Records
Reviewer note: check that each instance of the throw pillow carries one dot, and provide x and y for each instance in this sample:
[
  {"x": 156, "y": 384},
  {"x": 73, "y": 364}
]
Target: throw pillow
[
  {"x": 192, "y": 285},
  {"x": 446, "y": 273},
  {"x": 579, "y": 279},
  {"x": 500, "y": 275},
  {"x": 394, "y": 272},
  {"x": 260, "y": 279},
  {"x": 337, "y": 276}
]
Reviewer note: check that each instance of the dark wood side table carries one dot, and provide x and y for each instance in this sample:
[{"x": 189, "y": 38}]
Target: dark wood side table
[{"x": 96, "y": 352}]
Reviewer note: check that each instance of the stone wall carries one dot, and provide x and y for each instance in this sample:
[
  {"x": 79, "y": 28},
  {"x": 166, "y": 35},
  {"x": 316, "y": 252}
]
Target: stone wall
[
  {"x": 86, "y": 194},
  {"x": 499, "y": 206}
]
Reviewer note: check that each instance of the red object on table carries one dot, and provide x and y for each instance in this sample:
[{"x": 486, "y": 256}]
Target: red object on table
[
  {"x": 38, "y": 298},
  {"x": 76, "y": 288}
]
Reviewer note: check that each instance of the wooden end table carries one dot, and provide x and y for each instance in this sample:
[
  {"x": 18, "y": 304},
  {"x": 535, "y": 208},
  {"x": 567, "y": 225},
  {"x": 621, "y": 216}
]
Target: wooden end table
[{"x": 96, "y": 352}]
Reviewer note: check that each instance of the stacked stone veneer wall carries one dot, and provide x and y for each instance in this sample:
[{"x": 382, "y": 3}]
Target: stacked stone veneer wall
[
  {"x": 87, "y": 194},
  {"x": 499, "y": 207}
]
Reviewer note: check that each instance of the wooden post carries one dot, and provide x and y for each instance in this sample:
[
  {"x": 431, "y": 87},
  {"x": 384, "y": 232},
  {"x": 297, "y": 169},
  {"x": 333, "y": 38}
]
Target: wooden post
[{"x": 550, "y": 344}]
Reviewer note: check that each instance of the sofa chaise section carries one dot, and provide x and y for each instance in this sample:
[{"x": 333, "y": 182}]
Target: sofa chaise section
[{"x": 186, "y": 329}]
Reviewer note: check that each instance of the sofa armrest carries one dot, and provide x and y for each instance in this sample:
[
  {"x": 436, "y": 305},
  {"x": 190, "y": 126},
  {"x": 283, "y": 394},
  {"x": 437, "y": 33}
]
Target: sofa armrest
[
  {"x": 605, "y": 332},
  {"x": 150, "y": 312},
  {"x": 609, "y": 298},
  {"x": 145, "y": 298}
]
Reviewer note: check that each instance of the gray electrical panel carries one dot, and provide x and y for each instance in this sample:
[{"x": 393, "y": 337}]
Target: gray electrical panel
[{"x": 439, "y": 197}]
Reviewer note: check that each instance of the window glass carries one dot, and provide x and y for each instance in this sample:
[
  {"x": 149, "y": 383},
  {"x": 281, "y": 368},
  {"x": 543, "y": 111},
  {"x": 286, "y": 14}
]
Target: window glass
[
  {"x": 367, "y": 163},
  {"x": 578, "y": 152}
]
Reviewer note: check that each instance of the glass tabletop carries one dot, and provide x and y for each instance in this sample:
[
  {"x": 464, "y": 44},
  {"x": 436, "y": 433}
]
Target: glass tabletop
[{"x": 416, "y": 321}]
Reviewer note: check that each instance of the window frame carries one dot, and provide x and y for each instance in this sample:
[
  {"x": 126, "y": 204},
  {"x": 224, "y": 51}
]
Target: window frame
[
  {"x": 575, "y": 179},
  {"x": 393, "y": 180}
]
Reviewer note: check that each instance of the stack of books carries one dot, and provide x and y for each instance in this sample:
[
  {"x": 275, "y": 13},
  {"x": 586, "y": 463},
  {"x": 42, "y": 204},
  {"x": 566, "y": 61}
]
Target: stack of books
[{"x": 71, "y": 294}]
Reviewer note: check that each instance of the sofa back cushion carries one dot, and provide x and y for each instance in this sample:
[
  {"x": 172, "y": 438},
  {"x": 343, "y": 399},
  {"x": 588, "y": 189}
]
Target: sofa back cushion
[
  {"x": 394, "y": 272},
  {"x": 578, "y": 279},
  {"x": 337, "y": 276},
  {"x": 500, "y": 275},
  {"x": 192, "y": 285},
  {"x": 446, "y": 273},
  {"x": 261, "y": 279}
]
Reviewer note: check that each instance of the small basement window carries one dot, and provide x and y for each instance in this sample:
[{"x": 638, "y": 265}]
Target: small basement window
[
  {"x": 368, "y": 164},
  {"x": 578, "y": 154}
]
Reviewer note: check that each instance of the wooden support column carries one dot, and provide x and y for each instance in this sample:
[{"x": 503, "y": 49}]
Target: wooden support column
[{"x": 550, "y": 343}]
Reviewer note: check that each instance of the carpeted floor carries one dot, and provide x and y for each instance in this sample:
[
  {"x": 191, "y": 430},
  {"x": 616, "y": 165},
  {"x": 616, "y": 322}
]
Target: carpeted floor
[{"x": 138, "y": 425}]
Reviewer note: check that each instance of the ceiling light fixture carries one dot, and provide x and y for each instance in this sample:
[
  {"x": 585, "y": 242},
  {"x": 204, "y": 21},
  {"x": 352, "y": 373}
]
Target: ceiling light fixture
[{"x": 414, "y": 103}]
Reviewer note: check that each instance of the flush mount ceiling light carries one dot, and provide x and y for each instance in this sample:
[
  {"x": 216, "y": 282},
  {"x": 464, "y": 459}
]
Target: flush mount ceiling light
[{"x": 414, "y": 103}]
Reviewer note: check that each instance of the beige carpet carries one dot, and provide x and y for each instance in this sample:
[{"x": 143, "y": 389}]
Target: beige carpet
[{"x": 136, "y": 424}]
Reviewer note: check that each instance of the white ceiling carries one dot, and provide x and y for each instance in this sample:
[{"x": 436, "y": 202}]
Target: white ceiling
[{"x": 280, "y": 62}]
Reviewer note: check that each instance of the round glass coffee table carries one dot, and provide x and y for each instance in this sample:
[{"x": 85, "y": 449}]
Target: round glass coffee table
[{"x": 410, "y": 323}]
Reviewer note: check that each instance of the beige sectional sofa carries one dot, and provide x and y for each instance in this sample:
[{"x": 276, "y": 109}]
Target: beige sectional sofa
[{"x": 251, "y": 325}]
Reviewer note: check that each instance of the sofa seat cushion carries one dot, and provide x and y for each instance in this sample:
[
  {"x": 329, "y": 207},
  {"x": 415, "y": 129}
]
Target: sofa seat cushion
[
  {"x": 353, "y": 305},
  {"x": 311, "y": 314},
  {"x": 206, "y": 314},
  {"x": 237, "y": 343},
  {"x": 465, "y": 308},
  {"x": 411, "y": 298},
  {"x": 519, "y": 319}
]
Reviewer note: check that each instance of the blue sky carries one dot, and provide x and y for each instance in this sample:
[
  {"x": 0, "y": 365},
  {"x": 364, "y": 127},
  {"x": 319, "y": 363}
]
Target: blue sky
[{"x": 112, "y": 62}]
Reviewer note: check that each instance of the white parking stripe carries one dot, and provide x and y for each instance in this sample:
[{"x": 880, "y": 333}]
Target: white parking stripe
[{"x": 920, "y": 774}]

(To do): Copy out only the records above, from the line containing "Reviewer note: check that each instance of the sofa seat" through the end of the records, inclusive. Shift every x and y coordinate in the answers up by 150, and leave the requests and their sample points unchanged.

(Correct response):
Reviewer note: check that each instance of the sofa seat cushion carries one dot, and provide x and y for each instance in this sample:
[
  {"x": 329, "y": 207},
  {"x": 415, "y": 129}
]
Target: sofa seat cushion
[
  {"x": 503, "y": 455},
  {"x": 461, "y": 464},
  {"x": 356, "y": 464},
  {"x": 387, "y": 493},
  {"x": 615, "y": 458},
  {"x": 561, "y": 448},
  {"x": 669, "y": 469}
]
Reviewer note: check that each instance of the blue sky carries one dot, and provide x and y for each instance in this sample:
[
  {"x": 0, "y": 365},
  {"x": 364, "y": 127},
  {"x": 319, "y": 363}
]
Target: blue sky
[{"x": 262, "y": 212}]
Reviewer note: check that each instance of the white parking stripe carries one dot, and provide x and y for each instance in this sample:
[{"x": 880, "y": 333}]
Target: white parking stripe
[{"x": 1070, "y": 924}]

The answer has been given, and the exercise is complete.